* [SOURCE EXTRACT]:
§

Pictured: Deputy Kirsten Morel pushed the Attorney General to answer the question, stating that the Assembly were simply asking for an answer, not for him to share confidential legal advice.
Arguing that he believed the Attorney General’s “primary responsibility” was to the States Assembly, Deputy Morel then asked in what circumstances he would be able to answer questions from States Members when the matter overlapped with advice given elsewhere.
“…In the vast majority of circumstances, I am able to advise Members in the Assembly concerning their questions… But where, Sir, the matter concerns actual potential litigation, that’s a different set of circumstances… and its very difficult for me to give answers in a public forum in relation to a matter which is by its nature legally privileged and confidential.
“It is the minority of circumstances but, as I’ve said, where I am in that position then we make arrangements with the Solicitor General to give separate advice to Members under an ethical wall, which we can operate in the Law Officers’ Department.”

§

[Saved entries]
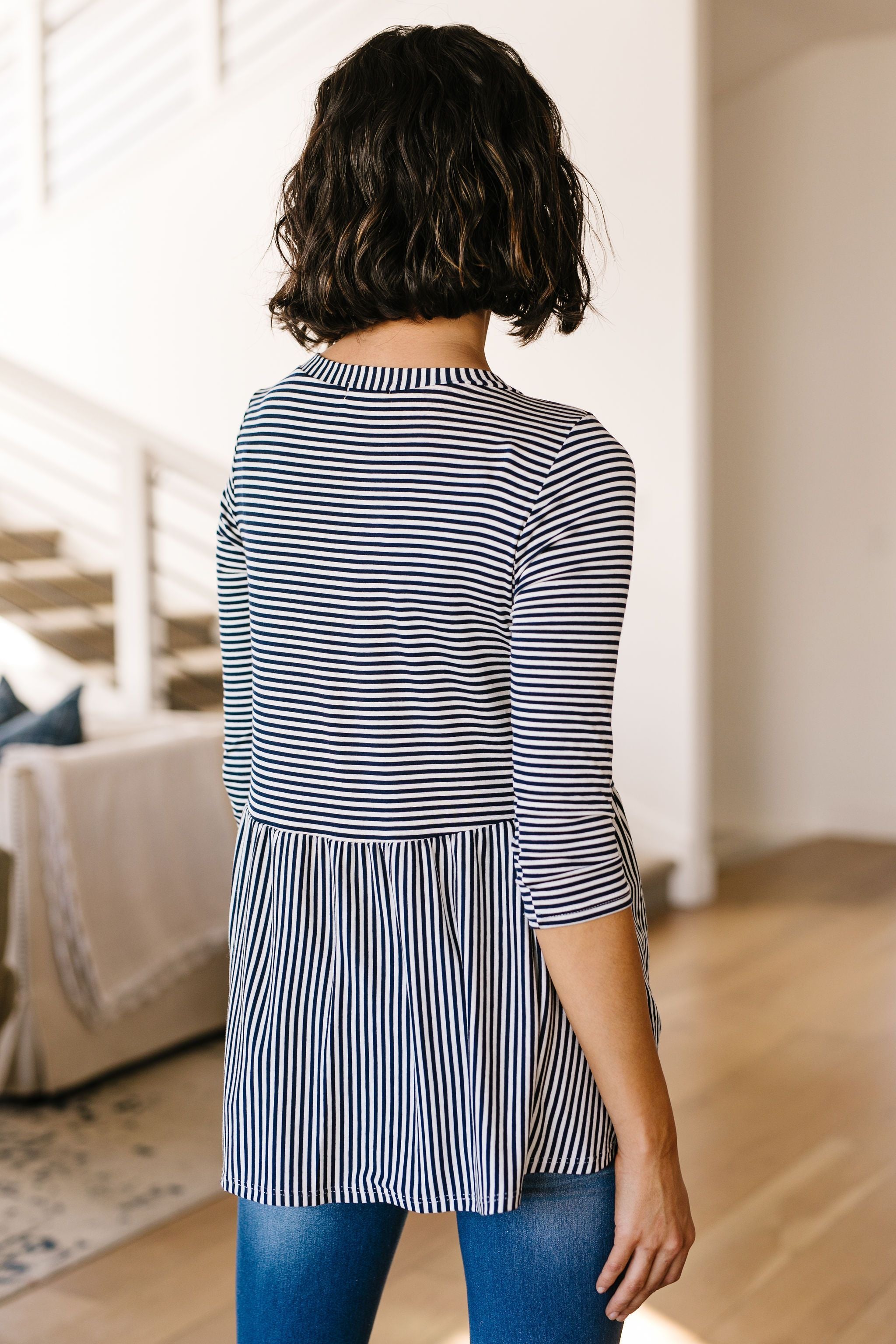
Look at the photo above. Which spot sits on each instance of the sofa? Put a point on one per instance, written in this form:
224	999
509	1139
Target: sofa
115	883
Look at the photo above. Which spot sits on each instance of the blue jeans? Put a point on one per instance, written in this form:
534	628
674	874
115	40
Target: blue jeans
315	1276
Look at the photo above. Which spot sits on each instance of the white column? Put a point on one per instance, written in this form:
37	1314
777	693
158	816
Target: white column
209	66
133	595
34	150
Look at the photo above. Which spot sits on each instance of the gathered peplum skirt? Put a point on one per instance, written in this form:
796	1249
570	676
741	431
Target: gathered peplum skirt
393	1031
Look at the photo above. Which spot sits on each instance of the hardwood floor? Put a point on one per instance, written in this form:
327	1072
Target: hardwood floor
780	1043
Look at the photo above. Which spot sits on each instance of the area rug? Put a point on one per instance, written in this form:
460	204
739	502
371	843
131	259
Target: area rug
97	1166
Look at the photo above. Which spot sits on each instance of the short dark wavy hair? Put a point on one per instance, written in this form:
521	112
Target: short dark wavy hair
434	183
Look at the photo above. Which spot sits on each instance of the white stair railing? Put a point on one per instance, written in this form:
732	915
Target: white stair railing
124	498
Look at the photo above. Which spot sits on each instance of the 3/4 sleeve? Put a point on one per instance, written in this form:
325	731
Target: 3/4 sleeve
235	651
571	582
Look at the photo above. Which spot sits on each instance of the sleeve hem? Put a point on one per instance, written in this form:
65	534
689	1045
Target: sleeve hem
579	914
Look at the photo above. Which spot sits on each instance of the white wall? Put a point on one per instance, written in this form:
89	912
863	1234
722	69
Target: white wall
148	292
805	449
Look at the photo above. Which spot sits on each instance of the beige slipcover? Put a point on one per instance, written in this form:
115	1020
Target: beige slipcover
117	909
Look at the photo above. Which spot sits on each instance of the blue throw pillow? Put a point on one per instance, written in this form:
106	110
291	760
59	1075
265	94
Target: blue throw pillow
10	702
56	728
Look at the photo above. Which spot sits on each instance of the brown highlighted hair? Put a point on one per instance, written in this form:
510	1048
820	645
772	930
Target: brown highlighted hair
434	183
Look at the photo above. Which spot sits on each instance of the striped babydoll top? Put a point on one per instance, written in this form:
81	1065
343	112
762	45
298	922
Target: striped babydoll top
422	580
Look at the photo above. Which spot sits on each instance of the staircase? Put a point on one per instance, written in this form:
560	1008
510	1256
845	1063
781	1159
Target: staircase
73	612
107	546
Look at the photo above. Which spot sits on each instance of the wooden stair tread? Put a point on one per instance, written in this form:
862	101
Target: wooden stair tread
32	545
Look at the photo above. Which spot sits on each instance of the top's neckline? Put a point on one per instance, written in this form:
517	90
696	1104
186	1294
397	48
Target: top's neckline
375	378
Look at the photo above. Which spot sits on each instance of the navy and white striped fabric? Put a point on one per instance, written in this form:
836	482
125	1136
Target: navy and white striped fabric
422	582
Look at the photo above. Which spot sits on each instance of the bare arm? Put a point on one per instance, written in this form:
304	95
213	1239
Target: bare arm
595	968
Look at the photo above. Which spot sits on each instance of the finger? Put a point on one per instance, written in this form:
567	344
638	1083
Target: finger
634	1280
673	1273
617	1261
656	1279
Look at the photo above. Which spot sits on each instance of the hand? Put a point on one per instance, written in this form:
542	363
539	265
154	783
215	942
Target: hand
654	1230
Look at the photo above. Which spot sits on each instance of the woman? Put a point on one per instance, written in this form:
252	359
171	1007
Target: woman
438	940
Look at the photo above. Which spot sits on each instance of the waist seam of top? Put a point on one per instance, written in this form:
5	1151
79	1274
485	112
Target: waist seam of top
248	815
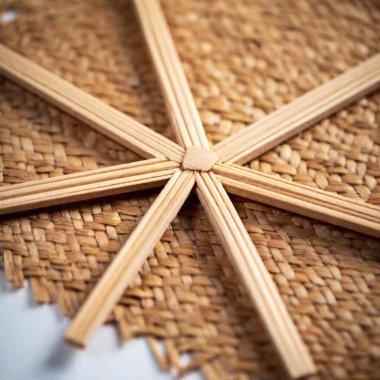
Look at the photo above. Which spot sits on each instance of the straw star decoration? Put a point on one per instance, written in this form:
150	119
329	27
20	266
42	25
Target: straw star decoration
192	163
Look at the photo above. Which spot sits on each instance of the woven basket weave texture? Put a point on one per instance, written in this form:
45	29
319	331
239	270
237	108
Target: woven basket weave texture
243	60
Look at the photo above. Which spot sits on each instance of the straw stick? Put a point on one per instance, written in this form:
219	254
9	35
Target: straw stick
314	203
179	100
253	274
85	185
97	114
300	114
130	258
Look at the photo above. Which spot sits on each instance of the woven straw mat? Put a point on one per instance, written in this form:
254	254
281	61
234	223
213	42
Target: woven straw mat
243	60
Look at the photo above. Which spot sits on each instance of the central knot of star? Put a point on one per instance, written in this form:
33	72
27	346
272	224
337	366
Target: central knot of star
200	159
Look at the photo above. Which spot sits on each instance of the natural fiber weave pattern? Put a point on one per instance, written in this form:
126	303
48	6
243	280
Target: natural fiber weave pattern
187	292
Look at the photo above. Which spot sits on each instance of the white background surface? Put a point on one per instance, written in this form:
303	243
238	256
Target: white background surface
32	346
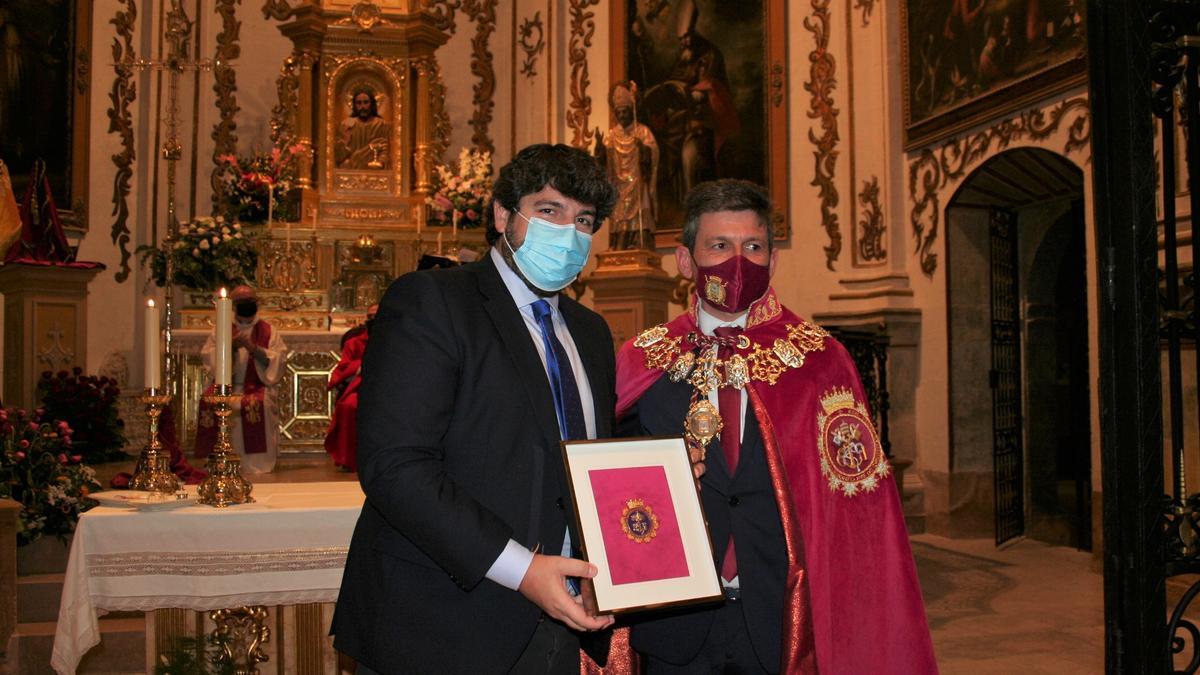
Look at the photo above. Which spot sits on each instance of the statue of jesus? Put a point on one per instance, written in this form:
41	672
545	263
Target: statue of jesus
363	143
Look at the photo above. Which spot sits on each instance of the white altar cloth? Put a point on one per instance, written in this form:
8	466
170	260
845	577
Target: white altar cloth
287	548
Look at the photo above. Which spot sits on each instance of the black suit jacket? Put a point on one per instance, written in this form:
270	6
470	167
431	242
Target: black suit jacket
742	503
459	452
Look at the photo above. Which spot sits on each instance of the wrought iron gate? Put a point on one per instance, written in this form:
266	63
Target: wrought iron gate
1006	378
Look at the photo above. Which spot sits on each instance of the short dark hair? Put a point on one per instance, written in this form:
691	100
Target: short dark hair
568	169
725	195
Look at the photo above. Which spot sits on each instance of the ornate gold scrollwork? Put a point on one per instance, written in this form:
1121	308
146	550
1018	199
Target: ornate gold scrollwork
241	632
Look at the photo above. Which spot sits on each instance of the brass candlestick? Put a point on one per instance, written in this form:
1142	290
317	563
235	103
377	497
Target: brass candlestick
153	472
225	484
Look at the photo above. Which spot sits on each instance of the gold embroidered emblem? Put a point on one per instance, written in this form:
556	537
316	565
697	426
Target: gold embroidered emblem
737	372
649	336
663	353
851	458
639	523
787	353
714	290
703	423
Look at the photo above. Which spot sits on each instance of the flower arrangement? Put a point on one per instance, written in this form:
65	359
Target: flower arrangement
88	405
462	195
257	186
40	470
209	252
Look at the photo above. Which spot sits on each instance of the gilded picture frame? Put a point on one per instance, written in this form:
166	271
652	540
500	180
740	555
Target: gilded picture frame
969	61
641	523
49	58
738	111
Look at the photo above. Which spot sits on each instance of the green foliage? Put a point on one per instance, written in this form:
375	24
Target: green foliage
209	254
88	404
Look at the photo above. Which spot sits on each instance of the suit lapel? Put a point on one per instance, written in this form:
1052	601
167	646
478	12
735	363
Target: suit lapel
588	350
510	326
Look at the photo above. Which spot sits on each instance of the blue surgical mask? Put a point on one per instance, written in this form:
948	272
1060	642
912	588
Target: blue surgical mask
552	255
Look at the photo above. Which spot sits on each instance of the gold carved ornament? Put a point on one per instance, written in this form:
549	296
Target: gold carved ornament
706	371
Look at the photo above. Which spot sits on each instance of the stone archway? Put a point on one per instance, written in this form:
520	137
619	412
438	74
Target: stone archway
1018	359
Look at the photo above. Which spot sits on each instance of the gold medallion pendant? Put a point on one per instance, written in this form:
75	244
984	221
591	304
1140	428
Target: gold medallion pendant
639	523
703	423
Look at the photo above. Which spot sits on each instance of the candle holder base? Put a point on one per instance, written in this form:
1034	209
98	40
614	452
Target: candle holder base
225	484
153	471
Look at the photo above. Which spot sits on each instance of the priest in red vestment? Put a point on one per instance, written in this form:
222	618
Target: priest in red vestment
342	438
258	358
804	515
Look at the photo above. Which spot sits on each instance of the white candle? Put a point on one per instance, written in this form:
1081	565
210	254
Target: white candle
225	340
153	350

§

* [EXPLORE THE MATERIAL]:
1/ From the passage on the Attorney General and Deputy Morel, extract everything from "Arguing that he" down to "privileged and confidential.".
2/ Extend the passage on the Attorney General and Deputy Morel, beginning after its final sentence.

* [RESPONSES BY TASK]:
1/
Arguing that he believed the Attorney General’s “primary responsibility” was to the States Assembly, Deputy Morel then asked in what circumstances he would be able to answer questions from States Members when the matter overlapped with advice given elsewhere.
“…In the vast majority of circumstances, I am able to advise Members in the Assembly concerning their questions… But where, Sir, the matter concerns actual potential litigation, that’s a different set of circumstances… and its very difficult for me to give answers in a public forum in relation to a matter which is by its nature legally privileged and confidential.

2/
Deputy Graham Truscott asked the Attorney General to clarify what potential delay the Westmount residents’ legal challenge might bring to the project, noting the project team’s insistence that “time is of the essence”.
However, the Attorney General once again declined to comment.
Pictured: Advocate Olaf Blakeley, himself a Westmount resident, who is representing the Westmount residents in their legal fight.
Deputy Inna Gardiner asked whether it could be arranged for the Solicitor General to answer questions from States Members today so they “can understand the legal position we find ourselves in.”
The Bailiff, presiding over the meeting, said that this would not be possible unless a States Member successfully made a case for an urgent question to be put to him.
Rounding off the question and answer session, Constable Buchanan apologised for putting the Attorney General “in a difficult position”, adding that he was “reassured that he’s on the case, so to speak.”
Express understands that the residents claim that when a compulsory purchase order is made, the States Assembly has to draw up a specific law for each property. The process means the Government has to give due consideration to whether or not buying the property is absolutely necessary.
It is understood that the challenge not only argues that States Members did not have the full facts before them when they agreed that land could be acquired by compulsory purchase, but also, by the Government not producing detailed plans on how the properties would be affected, they breached the owners’ human rights.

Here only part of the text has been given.